Tasks to complete:
a. List every full date (day, month and year) that appears in the "Construction" section of the USS Passaic article below.
b. According to the USS Passaic article below, at which shipyard and in what town was the ship laid down?
c. Write the next part of the USS Passaic article below, picking up right after its last sentence.

Page text:
◆ ◆ ◆ ◆
General characteristics
- Class & type: Cohoes-class net laying ship
- Displacement: 775 tons
- Length: 168 ft 6 in (51.36 m)
- Beam: 31 ft 10 in (9.70 m)
- Draft: 10 ft 10 in (3.30 m)
- Propulsion: Diesel-electric, 2,500 hp (1,900 kW)
- Speed: 12.3 knots (22.8 km/h; 14.2 mph)
- Complement: 46 officers and enlisted
- Armament: 1 x 3"/50 caliber gun; 3 x single 20 mm guns AA gun mounts;

= USS Passaic (AN-87) =

USS Passaic (YN-113/AN-87) was a built for the United States Navy during World War II. She was commissioned in March 1945 and spent her entire career in the Pacific Ocean. She was decommissioned in March 1947 and placed in reserve. She was sold to the Dominican Republic in September 1976, as patrol vessel Calderas (P209). As of 2007, Calderas remained active in the Dominican Navy.

== Construction ==
Passaic, the second U.S. Navy ship to be so named, was originally authorized as YN–113; redesignated AN–87 on 17 January 1944; laid down at Leathem D. Smith Shipbuilding Company, Sturgeon Bay, Wisconsin, 25 April 1944; launched 29 June 1944; sponsored by Mrs. Sam H. North; and commissioned 6 March 1945.
◆ ◆ ◆ ◆
Collected material:

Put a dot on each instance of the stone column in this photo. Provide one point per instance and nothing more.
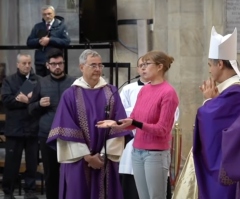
(185, 44)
◆ ◆ ◆ ◆
Written answers:
a.
17 January 1944
25 April 1944
29 June 1944
6 March 1945

b. Leathem D. Smith Shipbuilding Company, Sturgeon Bay, Wisconsin.

c.
== Service history ==
During the final months of World War II, Passaic was assigned to the U.S. Pacific Fleet and rendered valuable supporting action, maintaining and recovering antisubmarine nets in Pacific waters.

After war-time service, Passaic remained at Pearl Harbor, Hawaii, until 1947, when she reported to San Diego, California. Decommissioning in March, she remained in reserve there until July 1963. She was then transferred to the U.S. Maritime Administration, and laid up at Suisun Bay with the National Defense Reserve Fleet. Passaconaway was transferred to the Dominican Republic in September 1976 as patrol vessel Calderas (P209). As of 2007, the ship remained in active service with the Dominican Navy.